*** SELECTED EXTRACT ***
The California Hepatitis Alliance, also known as CalHEP, is a coalition of nearly 100 organizations dedicated to reducing the scope and consequences of hepatitis B and hepatitis C in California.
Every year CalHEP recognizes individuals who have contributed to its mission. This year we were pleased to honor four outstanding individuals on November 11, 2017.
(from L to R: Brandie Wilson, Katie Burk, Emalie Huriaux, Annie Luetkemeyer, Christian Ramers)
First, the Sherri Ziegler Community Service Award. Sherry R. Ziegler worked tirelessly to advocate in Sacramento and Washington, DC for those with hepatitis B and C in need of support and services, especially in rural northern California, and she was a co-founder of CalHEP. The award in her name is presented to an individual who has exhibited outstanding leadership in addressing viral hepatitis in California through advocacy, education, and/or direct services.
This year’s awardee, Brandie Wilson, is the founder and director of the Humboldt Area Center for Harm Reduction, which provides syringe access and disposal services, as well as other services to meet the needs of people who use drugs. Through engagement with program volunteers and peers, and identifying leadership qualities among these networks, Ms. Wilson promotes leadership as part of a strategy to interrupt the spread of hepatitis C. She has managed to develop a thriving organization serving some of Humboldt County’s most marginalized and stigmatized residents, despite threats from neighbors and local politicians.
Next, the Clinical Champion Award. This award is presented to a healthcare provider who has exhibited outstanding leadership in addressing viral hepatitis in California through the provision of clinical services and advocacy on behalf of their patients/clients.
This year we had two nominees that rose to the top and they are both so outstanding that the awards selection committee could not choose between them and decided to have co-awardees, Drs. Annie Luetkemeyer and Christian Ramers. Both are passionate physicians, researchers, and educators working to improve the response to viral hepatitis in California and beyond.
Dr. Luetkemeyer is an Associate Professor of Medicine at the University of California San Francisco and clinician at the Positive Health Program at Zuckerberg San Francisco General Hospital, where she has treated and cured hepatitis C in hundreds of patients living with HIV because she knew they would not get access to treatment if she did not treat them herself. Dr. Luetkemeyer was a driving force in the creation of End Hep C SF, the first citywide initiative to eliminate hepatitis C in the United States.
*** End of SELECTED EXTRACT ***
## WHAT THIS TASK INVOLVES
Continue the account of the 2017 CalHEP awards from where it stops.
*** SOURCE INFORMATION ***
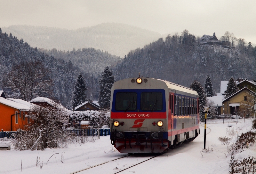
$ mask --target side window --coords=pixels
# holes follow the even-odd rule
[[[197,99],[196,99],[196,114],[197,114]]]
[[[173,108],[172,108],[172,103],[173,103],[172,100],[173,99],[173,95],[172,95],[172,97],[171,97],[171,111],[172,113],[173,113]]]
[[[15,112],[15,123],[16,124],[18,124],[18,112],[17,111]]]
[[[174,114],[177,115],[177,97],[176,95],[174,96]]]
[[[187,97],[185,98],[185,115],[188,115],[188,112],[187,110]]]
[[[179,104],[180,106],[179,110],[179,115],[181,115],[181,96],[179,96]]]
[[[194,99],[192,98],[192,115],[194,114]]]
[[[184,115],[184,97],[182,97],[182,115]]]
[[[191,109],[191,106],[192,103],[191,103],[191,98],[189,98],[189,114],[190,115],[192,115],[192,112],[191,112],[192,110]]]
*** End of SOURCE INFORMATION ***
*** SOURCE INFORMATION ***
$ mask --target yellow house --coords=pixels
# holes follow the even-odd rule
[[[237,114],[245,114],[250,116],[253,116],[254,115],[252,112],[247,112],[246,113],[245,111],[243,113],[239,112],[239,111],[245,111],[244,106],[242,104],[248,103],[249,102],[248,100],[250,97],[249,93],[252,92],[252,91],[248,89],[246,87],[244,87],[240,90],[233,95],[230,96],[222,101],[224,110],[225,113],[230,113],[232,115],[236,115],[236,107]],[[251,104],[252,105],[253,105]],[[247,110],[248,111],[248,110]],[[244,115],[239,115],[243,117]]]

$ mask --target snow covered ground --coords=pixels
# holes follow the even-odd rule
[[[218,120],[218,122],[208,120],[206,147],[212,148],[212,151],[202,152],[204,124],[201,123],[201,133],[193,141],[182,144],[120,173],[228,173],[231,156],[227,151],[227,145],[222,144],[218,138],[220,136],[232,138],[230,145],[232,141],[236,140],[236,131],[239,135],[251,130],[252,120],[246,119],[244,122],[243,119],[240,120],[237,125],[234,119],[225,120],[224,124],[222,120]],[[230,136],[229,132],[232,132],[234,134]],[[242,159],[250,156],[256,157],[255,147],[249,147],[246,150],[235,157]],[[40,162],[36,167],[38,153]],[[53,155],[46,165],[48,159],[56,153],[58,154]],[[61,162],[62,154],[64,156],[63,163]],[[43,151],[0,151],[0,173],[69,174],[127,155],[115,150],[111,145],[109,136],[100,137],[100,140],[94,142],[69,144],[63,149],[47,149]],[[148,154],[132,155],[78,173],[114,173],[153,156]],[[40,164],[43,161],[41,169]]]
*** End of SOURCE INFORMATION ***
*** SOURCE INFORMATION ***
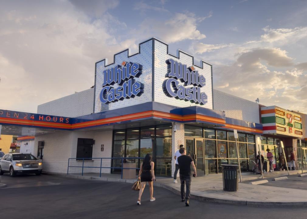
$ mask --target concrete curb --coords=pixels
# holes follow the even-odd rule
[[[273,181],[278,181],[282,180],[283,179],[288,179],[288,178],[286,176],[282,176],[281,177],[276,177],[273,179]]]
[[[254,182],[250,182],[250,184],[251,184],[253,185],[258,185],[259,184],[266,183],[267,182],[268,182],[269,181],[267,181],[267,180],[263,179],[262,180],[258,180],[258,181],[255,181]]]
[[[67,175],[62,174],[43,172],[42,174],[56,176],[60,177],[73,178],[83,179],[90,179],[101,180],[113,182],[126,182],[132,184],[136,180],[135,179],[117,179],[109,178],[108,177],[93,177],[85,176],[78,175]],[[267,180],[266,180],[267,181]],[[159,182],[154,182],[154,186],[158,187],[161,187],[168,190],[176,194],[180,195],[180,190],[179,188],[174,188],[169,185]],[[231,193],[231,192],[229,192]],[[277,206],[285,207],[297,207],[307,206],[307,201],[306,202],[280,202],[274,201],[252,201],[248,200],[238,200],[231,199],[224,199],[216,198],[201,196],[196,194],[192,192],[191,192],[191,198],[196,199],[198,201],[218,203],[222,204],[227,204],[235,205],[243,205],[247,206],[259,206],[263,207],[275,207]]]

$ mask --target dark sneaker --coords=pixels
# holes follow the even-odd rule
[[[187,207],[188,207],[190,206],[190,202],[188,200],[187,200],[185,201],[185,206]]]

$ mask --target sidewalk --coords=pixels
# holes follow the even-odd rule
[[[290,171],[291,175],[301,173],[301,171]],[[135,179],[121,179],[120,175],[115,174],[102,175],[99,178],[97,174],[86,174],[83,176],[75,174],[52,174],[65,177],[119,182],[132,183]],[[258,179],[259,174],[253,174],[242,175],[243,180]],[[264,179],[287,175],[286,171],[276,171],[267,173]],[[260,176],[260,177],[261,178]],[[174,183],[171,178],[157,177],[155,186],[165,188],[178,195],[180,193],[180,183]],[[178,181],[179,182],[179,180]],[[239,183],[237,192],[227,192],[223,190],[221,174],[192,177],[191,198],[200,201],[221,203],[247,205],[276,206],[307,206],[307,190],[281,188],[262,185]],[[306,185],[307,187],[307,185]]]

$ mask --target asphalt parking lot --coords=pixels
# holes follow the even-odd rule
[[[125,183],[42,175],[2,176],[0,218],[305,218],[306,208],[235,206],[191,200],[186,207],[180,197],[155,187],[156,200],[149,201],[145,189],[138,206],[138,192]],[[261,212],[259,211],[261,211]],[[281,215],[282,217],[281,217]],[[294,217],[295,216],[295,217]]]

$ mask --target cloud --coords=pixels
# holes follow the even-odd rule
*** End of SOURCE INFORMATION ***
## EXERCISE OUTPUT
In his role as Assistant Medical Director for Research & Special Populations, Dr. Ramers is the primary provider of hepatitis and HIV services at Family Health Centers of San Diego. Dr. Ramers championed development of a robust hepatitis C treatment program. He implemented rapid hepatitis C point-of-care testing and linkages to care in several of Family Health Centers’ 23 clinic sites and at 70 substance use treatment programs. Through his direct leadership, hundreds of Family Health Centers’ patients have successfully completed hepatitis C treatment and been cured.
Lastly, the Government Champion Award. This award is presented to someone working in federal, state, or local government who has exhibited outstanding leadership in addressing viral hepatitis in California.
This year’s recipient, Katie Burk, is the Viral Hepatitis Coordinator at the San Francisco Department of Public Health. Katie has taken a leadership role to help expand the Department’s response to hepatitis C. She is a co-founder of End Hep C SF, the first hepatitis C elimination initiative in any U.S. city. She created the first robust hepatitis C testing and linkage to care programs in San Francisco; worked with community partner Glide to launch the “New Treatments Have Changed the Game” hepatitis C social marketing campaign; supported primary care provider leaders to launch the Department’s initiative to treat hepatitis C in primary care; sits on the Governing Council of SF Hep B Free, and more. Her efforts within local government are a model for other jurisdictions working to address viral hepatitis.